What this task involves: Extend the passage below about Hall's place names, outdoor equipment and ski lodges in Tasmania, starting right after its final sentence.

Document passage:
In 1939 Hall travelled with Fred Smithies on a trip that ended with a walk south to Lake St Clair. At Smithies' prompting, Hall drew a rough map of the Walls of Jerusalem in the visitor book at Nichols Hut, near Lake St Clair. Smithies later wrote to the Nomenclature Board suggesting that Hall's names be adopted. Hall was then asked to prepare a map for the board, and when the first edition of the Du Cane map sheet was produced in 1956, most of the names he proposed had been accepted.

The Tasmania Parks and Wildlife Service states that from the 1930s to the 1960s Hall, described as a Launceston barrister, made numerous visits to the area and named more than a dozen features, continuing the biblical naming theme begun by surveyor James Scott. Features attributed by Cubit to Hall's naming include East Wall, West Wall, Wailing Wall, The Temple, Mt Ophel, Zion Hill, Zion Gate, Jaffa Gate, Damascus Gate, Herods Gate, Ephrams Gate, Gate of the Chain, Zion Vale, Jaffa Vale, Damascus Vale, Lake Tyre, Lake Salome, Lake Thor, Pool of Siloam and Pool of Bethesda.

==Equipment design and skiing==

Hall designed and made much of his own bushwalking and skiing equipment. Cubit states that he made lightweight tents using materials such as parachute silk, developed a lightweight parka with a hood, pockets and a waist drawstring, and experimented with rucksacks using cane and tubular metal frames. He also incorporated zips into ski jackets, tents, trousers and small bags before they became common in outdoor equipment.

Hall was also associated with skiing and hut design. Through his connection with the Northern Tasmanian Alpine Club, he designed several private ski lodges on Ben Lomond, including Himminborg in 1933, Summit Hut in 1937, High Dudgeon in 1953, Ben Bullen in 1955 and Ben Bothie in 1961. He was a foundation member of the Launceston Bushwalking Club, formed in 1946, and became its patron in 1960. He was also a member of the board of the Cradle Mountain-Lake St Clair National Park from 1947 to 1970 and chairman of the Northern Scenery Board from 1966 to 1970.

Record excerpts:
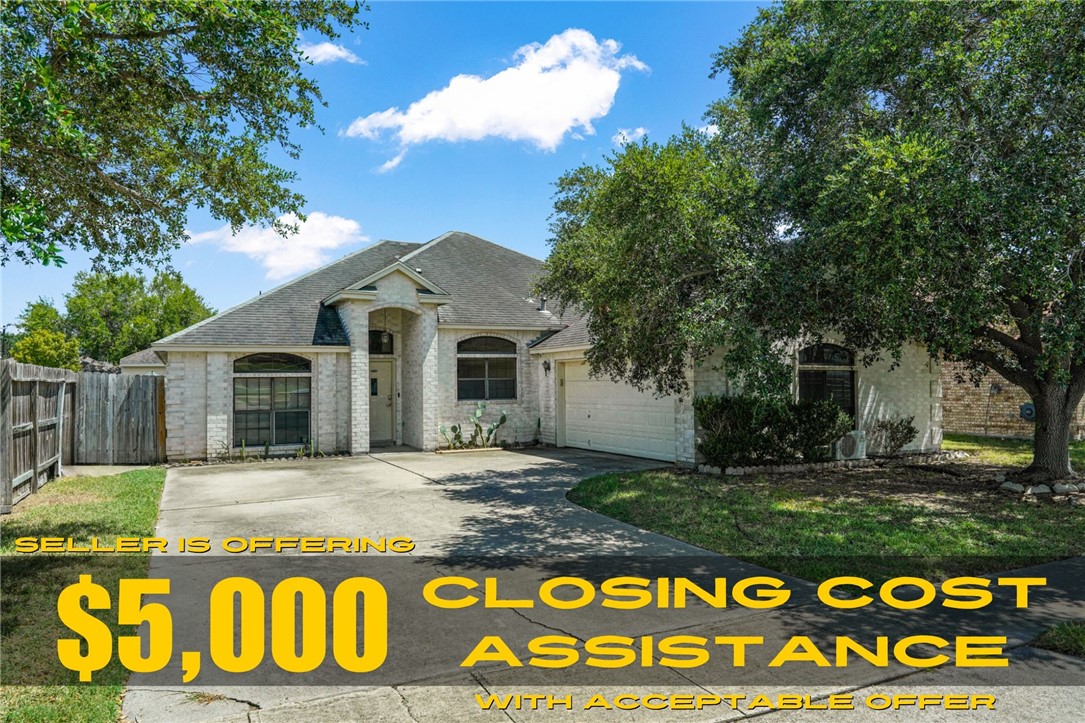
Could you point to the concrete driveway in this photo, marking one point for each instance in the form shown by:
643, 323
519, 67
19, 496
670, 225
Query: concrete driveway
494, 503
513, 504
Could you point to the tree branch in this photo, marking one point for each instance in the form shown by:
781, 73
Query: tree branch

Your response:
==Lake Malbena and Halls Island==

In the early 1950s Hall found an island in Lake Malbena, later known as Halls Island. After obtaining a lease from the Lands Department, he built a hut there over two summers with assistance from Dick Reed and Jim Berry. Materials were packed in on horseback from Gowan Brae, with some use of airdrops. Hall also designed and built a collapsible canvas canoe capable of carrying two people, which he and companions used in the lakes and mountains of the Central Plateau.

The Parks and Wildlife Service notes that Halls Island on Lake Malbena is named for Hall. Cubit records that after Hall's death, his Lake Malbena hut, papers, photographic collection and outdoor-equipment prototypes became part of later heritage discussions concerning the future of the island and hut.

==Later life and death==

Hall suffered a heart attack in 1959, which limited his mobility and curtailed many of his outdoor activities. He continued to visit Lake Malbena for some years with assistance from Dick Reed and his horses, and also made several trips to the lake by amphibious aircraft owned by Stan Tilley. Cubit states that Hall's visits to the lake ceased after 1972 because of emphysema, and that the loss of the aircraft in a crash at Lake Naomi in 1975 ended later aerial access.

Hall died in 1981. Obituaries appeared in The Mercury in Hobart and The Examiner in Launceston in April 1981.

==Legacy==

Hall's most visible legacy is the biblical naming pattern of many features in the Walls of Jerusalem area. Parks and Wildlife Service Tasmania describes him in bushwalking circles as "The Weindorfer of the Walls" and credits him with naming more than a dozen features in the park. His association with Lake Malbena is also reflected in the naming of Halls Island.

Cubit also identifies Hall as an important figure in Tasmanian bushwalking, skiing, hut-building and outdoor-equipment design. His surviving hut at Lake Malbena, together with his papers, photographs and equipment prototypes, has been treated as part of the cultural history of Tasmania's high country.